WHAT IS REQUIRED: Please put every line of the rows below into a Markdown table with two columns, Number and Text, skipping blank lines. Keep the pictures out of your answer.
========================
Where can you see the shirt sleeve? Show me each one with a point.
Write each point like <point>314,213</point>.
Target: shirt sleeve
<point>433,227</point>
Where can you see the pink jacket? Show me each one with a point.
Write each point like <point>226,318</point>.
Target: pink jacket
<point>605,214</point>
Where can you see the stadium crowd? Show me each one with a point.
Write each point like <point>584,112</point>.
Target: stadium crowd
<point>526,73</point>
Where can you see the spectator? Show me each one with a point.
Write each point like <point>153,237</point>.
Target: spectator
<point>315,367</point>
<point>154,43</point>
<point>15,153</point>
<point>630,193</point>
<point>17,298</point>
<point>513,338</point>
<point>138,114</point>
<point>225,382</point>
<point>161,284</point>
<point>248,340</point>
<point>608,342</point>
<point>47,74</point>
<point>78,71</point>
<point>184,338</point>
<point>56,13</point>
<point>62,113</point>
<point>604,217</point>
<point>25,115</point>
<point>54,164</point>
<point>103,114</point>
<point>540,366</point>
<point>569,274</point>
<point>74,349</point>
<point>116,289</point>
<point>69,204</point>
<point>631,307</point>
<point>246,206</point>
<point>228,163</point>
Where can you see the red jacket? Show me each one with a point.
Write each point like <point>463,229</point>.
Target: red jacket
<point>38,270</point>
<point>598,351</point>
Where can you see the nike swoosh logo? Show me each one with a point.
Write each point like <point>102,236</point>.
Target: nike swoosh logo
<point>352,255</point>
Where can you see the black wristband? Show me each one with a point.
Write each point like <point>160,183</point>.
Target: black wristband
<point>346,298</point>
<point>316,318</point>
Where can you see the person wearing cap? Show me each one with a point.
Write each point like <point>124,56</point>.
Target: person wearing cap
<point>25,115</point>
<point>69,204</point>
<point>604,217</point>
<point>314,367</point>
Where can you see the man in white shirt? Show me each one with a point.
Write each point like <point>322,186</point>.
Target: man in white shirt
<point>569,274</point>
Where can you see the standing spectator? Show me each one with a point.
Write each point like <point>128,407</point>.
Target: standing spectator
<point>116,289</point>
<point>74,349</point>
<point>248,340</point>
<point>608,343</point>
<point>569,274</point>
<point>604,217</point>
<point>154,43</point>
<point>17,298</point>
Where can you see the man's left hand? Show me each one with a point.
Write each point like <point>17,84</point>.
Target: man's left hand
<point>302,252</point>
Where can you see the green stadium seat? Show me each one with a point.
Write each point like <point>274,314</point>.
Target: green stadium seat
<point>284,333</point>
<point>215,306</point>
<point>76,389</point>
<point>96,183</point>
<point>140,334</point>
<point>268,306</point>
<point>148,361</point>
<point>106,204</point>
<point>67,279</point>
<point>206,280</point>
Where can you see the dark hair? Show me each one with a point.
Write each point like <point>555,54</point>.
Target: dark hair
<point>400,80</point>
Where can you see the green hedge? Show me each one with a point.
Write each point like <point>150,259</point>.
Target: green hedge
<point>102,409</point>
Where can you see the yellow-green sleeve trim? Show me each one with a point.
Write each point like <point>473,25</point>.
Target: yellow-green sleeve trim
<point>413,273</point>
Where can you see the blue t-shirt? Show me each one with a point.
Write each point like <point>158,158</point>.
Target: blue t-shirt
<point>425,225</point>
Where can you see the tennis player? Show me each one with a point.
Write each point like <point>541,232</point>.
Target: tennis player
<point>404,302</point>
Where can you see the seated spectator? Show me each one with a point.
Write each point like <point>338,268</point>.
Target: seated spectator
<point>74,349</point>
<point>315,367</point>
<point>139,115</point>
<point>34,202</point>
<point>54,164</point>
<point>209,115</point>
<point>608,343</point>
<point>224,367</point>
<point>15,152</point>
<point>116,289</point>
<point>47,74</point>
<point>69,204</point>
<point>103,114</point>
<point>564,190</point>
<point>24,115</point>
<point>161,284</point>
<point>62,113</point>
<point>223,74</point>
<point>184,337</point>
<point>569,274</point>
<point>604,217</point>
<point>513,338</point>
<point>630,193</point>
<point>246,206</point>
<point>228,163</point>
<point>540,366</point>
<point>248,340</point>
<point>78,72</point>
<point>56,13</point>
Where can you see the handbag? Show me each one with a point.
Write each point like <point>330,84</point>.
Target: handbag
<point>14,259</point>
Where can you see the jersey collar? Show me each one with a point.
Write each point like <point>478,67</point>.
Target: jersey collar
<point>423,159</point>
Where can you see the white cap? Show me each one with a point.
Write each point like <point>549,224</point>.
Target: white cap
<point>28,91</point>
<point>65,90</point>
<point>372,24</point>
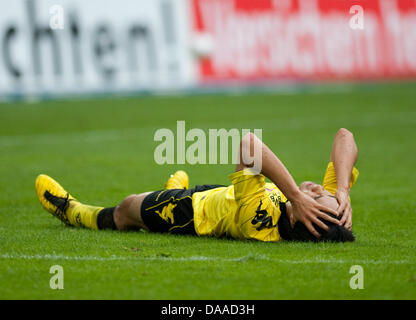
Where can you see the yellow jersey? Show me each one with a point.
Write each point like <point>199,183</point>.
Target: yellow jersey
<point>247,209</point>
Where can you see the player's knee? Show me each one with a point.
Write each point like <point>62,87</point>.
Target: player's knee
<point>122,213</point>
<point>344,132</point>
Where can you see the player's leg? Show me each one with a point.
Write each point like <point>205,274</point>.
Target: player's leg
<point>127,215</point>
<point>56,200</point>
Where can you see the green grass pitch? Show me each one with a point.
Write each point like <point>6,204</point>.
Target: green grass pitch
<point>101,150</point>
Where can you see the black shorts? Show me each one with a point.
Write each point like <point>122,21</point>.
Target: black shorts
<point>171,211</point>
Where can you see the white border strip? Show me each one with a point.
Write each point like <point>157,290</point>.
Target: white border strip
<point>8,256</point>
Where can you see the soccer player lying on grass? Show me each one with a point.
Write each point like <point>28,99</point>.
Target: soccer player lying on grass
<point>249,208</point>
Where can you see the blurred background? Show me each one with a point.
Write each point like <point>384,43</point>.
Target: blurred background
<point>74,47</point>
<point>85,84</point>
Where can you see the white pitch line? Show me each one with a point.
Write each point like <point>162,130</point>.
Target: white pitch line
<point>196,258</point>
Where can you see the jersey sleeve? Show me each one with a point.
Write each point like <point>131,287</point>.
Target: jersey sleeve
<point>330,178</point>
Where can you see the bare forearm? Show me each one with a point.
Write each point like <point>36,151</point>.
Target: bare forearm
<point>344,155</point>
<point>272,168</point>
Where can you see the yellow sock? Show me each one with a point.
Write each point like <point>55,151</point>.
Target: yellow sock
<point>82,215</point>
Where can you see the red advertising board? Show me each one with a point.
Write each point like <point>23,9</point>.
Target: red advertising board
<point>307,39</point>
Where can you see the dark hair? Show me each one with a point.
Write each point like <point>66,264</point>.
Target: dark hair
<point>301,233</point>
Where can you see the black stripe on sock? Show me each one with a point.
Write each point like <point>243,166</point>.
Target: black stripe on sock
<point>105,219</point>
========================
TASK OUTPUT:
| Number | Text |
|---|---|
| 1 | Where can you see the shirt sleeve? Show me each one with a point. |
| 2 | Write each point like <point>314,213</point>. |
| 3 | Target: shirt sleeve |
| 4 | <point>433,227</point> |
| 5 | Where can you see the pink jacket? Show me each one with a point. |
| 6 | Write each point like <point>226,318</point>. |
| 7 | Target: pink jacket |
| 8 | <point>605,214</point> |
| 9 | Where can you see the stadium crowd? Show me each one with a point. |
| 10 | Write each point like <point>584,112</point>. |
| 11 | Target: stadium crowd |
| 12 | <point>526,73</point> |
| 13 | Where can you see the spectator? Show me each one with a point. |
| 14 | Write each point like <point>153,237</point>. |
| 15 | Target: spectator |
| 16 | <point>315,367</point> |
| 17 | <point>154,43</point> |
| 18 | <point>15,153</point> |
| 19 | <point>630,193</point> |
| 20 | <point>17,298</point> |
| 21 | <point>513,338</point> |
| 22 | <point>138,114</point> |
| 23 | <point>225,382</point> |
| 24 | <point>161,284</point> |
| 25 | <point>248,340</point> |
| 26 | <point>608,342</point> |
| 27 | <point>47,74</point> |
| 28 | <point>78,71</point> |
| 29 | <point>184,338</point> |
| 30 | <point>56,13</point> |
| 31 | <point>62,113</point> |
| 32 | <point>604,217</point> |
| 33 | <point>25,115</point> |
| 34 | <point>54,164</point> |
| 35 | <point>103,114</point> |
| 36 | <point>540,366</point> |
| 37 | <point>569,274</point> |
| 38 | <point>74,349</point> |
| 39 | <point>116,289</point> |
| 40 | <point>69,204</point> |
| 41 | <point>631,307</point> |
| 42 | <point>246,206</point> |
| 43 | <point>228,163</point> |
| 44 | Where can you see the red jacket? Show me each one with a point. |
| 45 | Write each point like <point>463,229</point>. |
| 46 | Target: red jacket |
| 47 | <point>38,270</point> |
| 48 | <point>598,351</point> |
| 49 | Where can you see the nike swoosh logo? Show me each one with a point. |
| 50 | Write each point like <point>102,236</point>. |
| 51 | Target: nike swoosh logo |
| 52 | <point>352,255</point> |
| 53 | Where can you see the black wristband? Show me each one with a point. |
| 54 | Write each point like <point>160,183</point>. |
| 55 | Target: black wristband |
| 56 | <point>346,298</point> |
| 57 | <point>316,318</point> |
| 58 | Where can you see the person wearing cap? Show me each one with a point. |
| 59 | Write each point like <point>124,56</point>. |
| 60 | Target: person wearing cap |
| 61 | <point>25,115</point> |
| 62 | <point>69,204</point> |
| 63 | <point>604,217</point> |
| 64 | <point>314,367</point> |
| 65 | Where can you see the man in white shirt? Show me each one with a point. |
| 66 | Write each point like <point>322,186</point>. |
| 67 | Target: man in white shirt |
| 68 | <point>569,274</point> |
| 69 | Where can you see the standing spectator? Show me each one with a point. |
| 70 | Write each point like <point>128,407</point>. |
| 71 | Target: standing spectator |
| 72 | <point>116,289</point> |
| 73 | <point>74,349</point> |
| 74 | <point>248,340</point> |
| 75 | <point>608,343</point> |
| 76 | <point>569,274</point> |
| 77 | <point>604,217</point> |
| 78 | <point>154,43</point> |
| 79 | <point>17,298</point> |
| 80 | Where can you see the man's left hand? Show me each one with a point. |
| 81 | Write each point like <point>17,84</point>. |
| 82 | Target: man's left hand |
| 83 | <point>302,252</point> |
| 84 | Where can you see the green stadium seat? Show me each one with a point. |
| 85 | Write each point like <point>274,314</point>. |
| 86 | Target: green stadium seat |
| 87 | <point>284,333</point> |
| 88 | <point>215,306</point> |
| 89 | <point>76,389</point> |
| 90 | <point>96,183</point> |
| 91 | <point>140,334</point> |
| 92 | <point>268,306</point> |
| 93 | <point>148,361</point> |
| 94 | <point>106,204</point> |
| 95 | <point>67,279</point> |
| 96 | <point>206,280</point> |
| 97 | Where can you see the dark hair? Show me each one with a point. |
| 98 | Write each point like <point>555,54</point>. |
| 99 | Target: dark hair |
| 100 | <point>400,80</point> |
| 101 | Where can you see the green hedge? Show me each one with a point. |
| 102 | Write each point like <point>150,259</point>. |
| 103 | Target: green hedge |
| 104 | <point>102,409</point> |
| 105 | Where can you see the yellow-green sleeve trim? Show me each one with a point. |
| 106 | Write each point like <point>473,25</point>. |
| 107 | Target: yellow-green sleeve trim |
| 108 | <point>413,273</point> |
| 109 | Where can you see the blue t-shirt? Show me each one with a point. |
| 110 | Write each point like <point>158,158</point>. |
| 111 | Target: blue t-shirt |
| 112 | <point>425,225</point> |
| 113 | Where can you see the tennis player? Show me each one with a point. |
| 114 | Write each point like <point>541,232</point>. |
| 115 | Target: tennis player |
| 116 | <point>404,302</point> |
| 117 | Where can you see the seated spectator? Show me each one with a point. |
| 118 | Write each point like <point>338,268</point>. |
| 119 | Target: seated spectator |
| 120 | <point>74,349</point> |
| 121 | <point>315,367</point> |
| 122 | <point>139,115</point> |
| 123 | <point>34,202</point> |
| 124 | <point>54,164</point> |
| 125 | <point>209,115</point> |
| 126 | <point>608,343</point> |
| 127 | <point>224,367</point> |
| 128 | <point>15,152</point> |
| 129 | <point>116,289</point> |
| 130 | <point>47,74</point> |
| 131 | <point>69,204</point> |
| 132 | <point>103,114</point> |
| 133 | <point>564,190</point> |
| 134 | <point>24,115</point> |
| 135 | <point>161,284</point> |
| 136 | <point>62,113</point> |
| 137 | <point>223,74</point> |
| 138 | <point>184,337</point> |
| 139 | <point>569,274</point> |
| 140 | <point>604,217</point> |
| 141 | <point>513,338</point> |
| 142 | <point>630,193</point> |
| 143 | <point>246,206</point> |
| 144 | <point>228,163</point> |
| 145 | <point>540,366</point> |
| 146 | <point>248,340</point> |
| 147 | <point>78,72</point> |
| 148 | <point>56,13</point> |
| 149 | Where can you see the handbag? Show me each one with a point. |
| 150 | Write each point like <point>330,84</point>. |
| 151 | Target: handbag |
| 152 | <point>14,259</point> |
| 153 | Where can you see the jersey collar? Show me each one with a point. |
| 154 | Write each point like <point>478,67</point>. |
| 155 | Target: jersey collar |
| 156 | <point>423,159</point> |
| 157 | Where can you see the white cap? Show me each one with a point. |
| 158 | Write each point like <point>549,224</point>. |
| 159 | Target: white cap |
| 160 | <point>28,91</point> |
| 161 | <point>65,90</point> |
| 162 | <point>372,24</point> |
| 163 | Where can you see the yellow jersey? Show me each one with a point. |
| 164 | Write each point like <point>199,183</point>. |
| 165 | Target: yellow jersey |
| 166 | <point>247,209</point> |
| 167 | Where can you see the player's knee? Show me each one with a point. |
| 168 | Write each point like <point>62,87</point>. |
| 169 | Target: player's knee |
| 170 | <point>122,213</point> |
| 171 | <point>344,132</point> |
| 172 | Where can you see the player's leg? Show me each one with a point. |
| 173 | Write each point like <point>205,274</point>. |
| 174 | Target: player's leg |
| 175 | <point>127,215</point> |
| 176 | <point>56,200</point> |
| 177 | Where can you see the green grass pitch? Show me each one with a point. |
| 178 | Write each point like <point>6,204</point>. |
| 179 | Target: green grass pitch |
| 180 | <point>101,150</point> |
| 181 | Where can you see the black shorts? Show me each one with a point. |
| 182 | Write each point like <point>122,21</point>. |
| 183 | Target: black shorts |
| 184 | <point>171,211</point> |
| 185 | Where can you see the white border strip? Show me each one with a point. |
| 186 | Write each point like <point>157,290</point>. |
| 187 | Target: white border strip |
| 188 | <point>8,256</point> |
| 189 | Where can you see the soccer player lying on grass? Show me each one with a point. |
| 190 | Write each point like <point>28,99</point>. |
| 191 | Target: soccer player lying on grass |
| 192 | <point>249,208</point> |
| 193 | Where can you see the blurred background? Show me each one with a point. |
| 194 | Write each point like <point>384,43</point>. |
| 195 | Target: blurred background |
| 196 | <point>74,47</point> |
| 197 | <point>85,84</point> |
| 198 | Where can you see the white pitch line? Show me each one with a point. |
| 199 | Write each point like <point>162,130</point>. |
| 200 | Target: white pitch line |
| 201 | <point>196,258</point> |
| 202 | Where can you see the jersey sleeve? Show me each one with a point. |
| 203 | Write each point like <point>131,287</point>. |
| 204 | Target: jersey sleeve |
| 205 | <point>330,178</point> |
| 206 | Where can you see the bare forearm? Show me each one with a point. |
| 207 | Write each point like <point>36,151</point>. |
| 208 | Target: bare forearm |
| 209 | <point>344,155</point> |
| 210 | <point>272,168</point> |
| 211 | Where can you see the yellow sock? Show me each one with a point. |
| 212 | Write each point like <point>55,151</point>. |
| 213 | Target: yellow sock |
| 214 | <point>82,215</point> |
| 215 | Where can you see the red advertising board? Show me each one with a point. |
| 216 | Write each point like <point>23,9</point>. |
| 217 | Target: red advertising board |
| 218 | <point>307,39</point> |
| 219 | Where can you see the dark hair? Show me each one with a point. |
| 220 | Write each point like <point>66,264</point>. |
| 221 | Target: dark hair |
| 222 | <point>301,233</point> |
| 223 | Where can you see the black stripe on sock? Show me each one with a point. |
| 224 | Write each point like <point>243,166</point>. |
| 225 | Target: black stripe on sock |
| 226 | <point>105,219</point> |